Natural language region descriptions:
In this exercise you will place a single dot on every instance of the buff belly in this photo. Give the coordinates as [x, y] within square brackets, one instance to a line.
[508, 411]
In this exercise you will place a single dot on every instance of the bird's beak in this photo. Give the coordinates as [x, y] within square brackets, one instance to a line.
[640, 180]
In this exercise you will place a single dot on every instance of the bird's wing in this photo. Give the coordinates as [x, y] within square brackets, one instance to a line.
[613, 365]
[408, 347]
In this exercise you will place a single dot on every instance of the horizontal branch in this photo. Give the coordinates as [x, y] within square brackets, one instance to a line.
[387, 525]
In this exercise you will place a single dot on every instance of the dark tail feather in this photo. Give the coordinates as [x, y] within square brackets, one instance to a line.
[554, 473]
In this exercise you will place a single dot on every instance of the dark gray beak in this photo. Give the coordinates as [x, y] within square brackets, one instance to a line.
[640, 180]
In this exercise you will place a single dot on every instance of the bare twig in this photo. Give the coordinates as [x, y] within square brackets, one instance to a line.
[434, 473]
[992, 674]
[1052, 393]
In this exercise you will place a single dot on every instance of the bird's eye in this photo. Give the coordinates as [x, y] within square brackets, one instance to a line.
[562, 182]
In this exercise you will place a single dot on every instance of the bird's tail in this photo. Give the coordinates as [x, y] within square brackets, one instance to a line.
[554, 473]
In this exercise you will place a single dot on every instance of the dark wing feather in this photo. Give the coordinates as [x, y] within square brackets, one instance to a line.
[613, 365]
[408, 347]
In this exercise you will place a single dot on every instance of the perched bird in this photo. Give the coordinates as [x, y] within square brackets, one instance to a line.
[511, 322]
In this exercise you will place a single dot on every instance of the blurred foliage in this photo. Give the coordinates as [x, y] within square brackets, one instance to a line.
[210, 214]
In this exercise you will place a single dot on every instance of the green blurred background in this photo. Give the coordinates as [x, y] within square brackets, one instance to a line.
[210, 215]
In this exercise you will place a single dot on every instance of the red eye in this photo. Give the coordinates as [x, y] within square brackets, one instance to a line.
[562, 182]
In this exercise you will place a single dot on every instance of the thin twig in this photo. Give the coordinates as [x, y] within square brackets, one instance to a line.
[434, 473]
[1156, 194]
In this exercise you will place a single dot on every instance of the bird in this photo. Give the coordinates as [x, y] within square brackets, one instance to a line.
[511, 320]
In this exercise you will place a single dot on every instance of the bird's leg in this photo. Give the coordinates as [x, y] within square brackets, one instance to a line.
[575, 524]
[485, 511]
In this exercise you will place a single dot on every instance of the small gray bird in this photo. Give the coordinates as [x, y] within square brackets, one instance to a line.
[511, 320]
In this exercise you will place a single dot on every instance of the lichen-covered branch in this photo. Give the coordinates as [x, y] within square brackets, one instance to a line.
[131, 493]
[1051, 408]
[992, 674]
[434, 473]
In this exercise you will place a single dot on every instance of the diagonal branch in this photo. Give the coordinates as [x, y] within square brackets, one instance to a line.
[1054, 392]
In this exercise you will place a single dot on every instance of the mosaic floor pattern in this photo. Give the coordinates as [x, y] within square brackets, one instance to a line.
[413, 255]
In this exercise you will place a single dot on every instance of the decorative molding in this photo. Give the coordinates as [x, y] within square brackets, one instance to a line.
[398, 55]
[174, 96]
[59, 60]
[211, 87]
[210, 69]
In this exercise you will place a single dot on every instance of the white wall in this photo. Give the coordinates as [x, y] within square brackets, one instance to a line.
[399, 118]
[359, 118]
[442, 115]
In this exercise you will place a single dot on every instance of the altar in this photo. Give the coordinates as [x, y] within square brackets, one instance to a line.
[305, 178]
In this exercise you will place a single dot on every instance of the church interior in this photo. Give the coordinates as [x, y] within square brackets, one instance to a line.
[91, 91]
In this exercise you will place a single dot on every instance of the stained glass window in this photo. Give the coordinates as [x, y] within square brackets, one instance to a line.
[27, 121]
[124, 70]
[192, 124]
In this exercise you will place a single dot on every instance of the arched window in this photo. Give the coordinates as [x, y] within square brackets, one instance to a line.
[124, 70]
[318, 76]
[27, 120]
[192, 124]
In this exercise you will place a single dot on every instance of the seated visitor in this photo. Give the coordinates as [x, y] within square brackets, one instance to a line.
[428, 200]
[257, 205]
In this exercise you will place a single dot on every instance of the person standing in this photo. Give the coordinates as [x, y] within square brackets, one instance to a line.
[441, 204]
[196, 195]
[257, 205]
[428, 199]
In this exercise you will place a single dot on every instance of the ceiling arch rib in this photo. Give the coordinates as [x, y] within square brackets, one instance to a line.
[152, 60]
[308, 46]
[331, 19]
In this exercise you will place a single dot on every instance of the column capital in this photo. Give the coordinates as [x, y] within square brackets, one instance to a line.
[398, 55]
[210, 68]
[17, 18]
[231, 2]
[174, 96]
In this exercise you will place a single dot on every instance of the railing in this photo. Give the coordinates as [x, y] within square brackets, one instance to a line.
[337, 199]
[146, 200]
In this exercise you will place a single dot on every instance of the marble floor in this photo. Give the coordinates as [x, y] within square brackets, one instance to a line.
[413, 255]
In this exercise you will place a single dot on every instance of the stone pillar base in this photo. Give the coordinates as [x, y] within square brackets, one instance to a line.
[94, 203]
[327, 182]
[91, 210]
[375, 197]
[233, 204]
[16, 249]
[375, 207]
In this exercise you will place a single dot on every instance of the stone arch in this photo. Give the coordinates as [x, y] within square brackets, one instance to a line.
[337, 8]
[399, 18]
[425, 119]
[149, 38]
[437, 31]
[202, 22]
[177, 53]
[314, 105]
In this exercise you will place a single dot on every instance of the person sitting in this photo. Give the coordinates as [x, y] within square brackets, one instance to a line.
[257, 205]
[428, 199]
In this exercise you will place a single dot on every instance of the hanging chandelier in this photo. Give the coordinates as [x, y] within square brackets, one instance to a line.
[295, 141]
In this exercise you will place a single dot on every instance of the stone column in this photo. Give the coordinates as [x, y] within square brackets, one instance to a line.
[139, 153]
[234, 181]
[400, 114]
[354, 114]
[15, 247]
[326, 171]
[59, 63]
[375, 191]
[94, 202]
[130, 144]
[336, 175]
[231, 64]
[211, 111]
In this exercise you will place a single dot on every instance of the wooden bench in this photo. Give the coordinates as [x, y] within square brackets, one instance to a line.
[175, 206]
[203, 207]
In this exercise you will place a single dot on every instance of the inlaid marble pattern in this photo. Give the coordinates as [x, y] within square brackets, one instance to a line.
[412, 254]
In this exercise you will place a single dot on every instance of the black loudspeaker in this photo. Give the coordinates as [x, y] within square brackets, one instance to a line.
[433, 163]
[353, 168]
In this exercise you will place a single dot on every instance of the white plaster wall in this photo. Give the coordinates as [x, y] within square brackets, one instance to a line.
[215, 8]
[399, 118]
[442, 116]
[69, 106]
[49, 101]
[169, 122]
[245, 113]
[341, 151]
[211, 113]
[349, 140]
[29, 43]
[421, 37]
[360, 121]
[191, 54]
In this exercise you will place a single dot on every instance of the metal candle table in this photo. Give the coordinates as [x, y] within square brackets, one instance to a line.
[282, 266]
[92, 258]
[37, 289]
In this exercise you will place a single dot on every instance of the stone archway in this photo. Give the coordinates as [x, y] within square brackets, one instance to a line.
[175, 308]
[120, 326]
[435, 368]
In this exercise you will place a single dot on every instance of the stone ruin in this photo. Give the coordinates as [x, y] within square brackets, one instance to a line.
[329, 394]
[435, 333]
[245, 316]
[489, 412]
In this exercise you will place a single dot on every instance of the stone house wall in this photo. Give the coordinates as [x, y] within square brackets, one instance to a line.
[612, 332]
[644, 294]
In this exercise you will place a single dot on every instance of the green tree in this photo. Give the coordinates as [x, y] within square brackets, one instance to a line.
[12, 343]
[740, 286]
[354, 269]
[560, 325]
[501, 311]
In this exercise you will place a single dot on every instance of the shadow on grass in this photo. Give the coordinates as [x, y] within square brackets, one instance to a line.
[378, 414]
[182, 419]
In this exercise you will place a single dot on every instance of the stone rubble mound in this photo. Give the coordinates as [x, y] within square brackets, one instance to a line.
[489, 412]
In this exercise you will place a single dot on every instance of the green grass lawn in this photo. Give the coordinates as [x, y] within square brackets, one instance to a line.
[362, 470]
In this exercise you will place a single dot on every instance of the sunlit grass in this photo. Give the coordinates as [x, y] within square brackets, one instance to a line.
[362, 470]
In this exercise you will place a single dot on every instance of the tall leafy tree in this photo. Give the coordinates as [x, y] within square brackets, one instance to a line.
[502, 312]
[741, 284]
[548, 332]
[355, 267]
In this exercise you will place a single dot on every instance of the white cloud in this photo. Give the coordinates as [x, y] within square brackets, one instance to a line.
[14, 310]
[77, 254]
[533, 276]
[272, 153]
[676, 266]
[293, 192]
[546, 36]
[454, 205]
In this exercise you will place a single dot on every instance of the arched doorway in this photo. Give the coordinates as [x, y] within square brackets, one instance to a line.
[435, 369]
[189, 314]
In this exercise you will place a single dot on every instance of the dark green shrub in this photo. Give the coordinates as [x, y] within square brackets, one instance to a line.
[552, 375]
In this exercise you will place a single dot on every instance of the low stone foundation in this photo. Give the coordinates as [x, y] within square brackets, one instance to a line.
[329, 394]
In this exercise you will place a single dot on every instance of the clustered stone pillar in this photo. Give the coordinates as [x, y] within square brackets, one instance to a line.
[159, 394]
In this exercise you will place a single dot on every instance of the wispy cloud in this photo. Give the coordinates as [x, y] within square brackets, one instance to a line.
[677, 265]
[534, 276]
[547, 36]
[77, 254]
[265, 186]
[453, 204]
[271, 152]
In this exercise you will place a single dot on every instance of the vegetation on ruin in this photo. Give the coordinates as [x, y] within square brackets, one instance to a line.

— WHAT IS NEEDED —
Repeat exactly, and only, the lines from the line containing "of the sunlit" through the last line of the records above, both included.

— SOLUTION TO THIS EXERCISE —
In this exercise you will place a single dot on every instance of the sunlit grass in this photo. Give the coordinates as [x, y] within square brackets, one instance to a line.
[362, 470]
In this exercise you will place a single dot on every instance of the tall leafy tree in this photo. Give the coordinates as [x, y] within square brackets, one instance to a line.
[502, 312]
[741, 284]
[548, 332]
[355, 267]
In this exercise you will place a single dot on every instance of the white cloud in this photo. Give the coordinates as [x, y] within square brackets, one instance to a line.
[14, 310]
[77, 254]
[533, 276]
[272, 153]
[676, 266]
[293, 192]
[546, 36]
[454, 205]
In this exercise you will place a single dot on every instance of the arched doorway in this photo. Give the coordinates as [x, y] within square brackets, one instance to a line.
[435, 369]
[189, 314]
In this exercise you will place a single dot on every instance of the dark green shrub in this photo. Give the coordinates as [x, y] within square brackets, one instance to a line.
[552, 375]
In this exercise you will place a single dot on every instance of the low stone foundation in this photo. Give the coordinates as [x, y] within square brackets, one instance to a line.
[329, 394]
In this exercise you will place a single dot on every instance of the clustered stone pillar in this photo. Give the coordinates as [x, y] within square brackets, one instance to a line.
[159, 394]
In this exercise you will place a single dot on every instance of the wispy cloud in this photo. Give the coordinates as [x, y] within square brackets, one instance to a line.
[677, 265]
[534, 276]
[547, 36]
[77, 254]
[265, 186]
[453, 204]
[271, 152]
In this exercise you will place a single dot on every instance of the vegetation on ruin in this photo. Give the coordinates as [x, y] within square brackets, one instance to a line.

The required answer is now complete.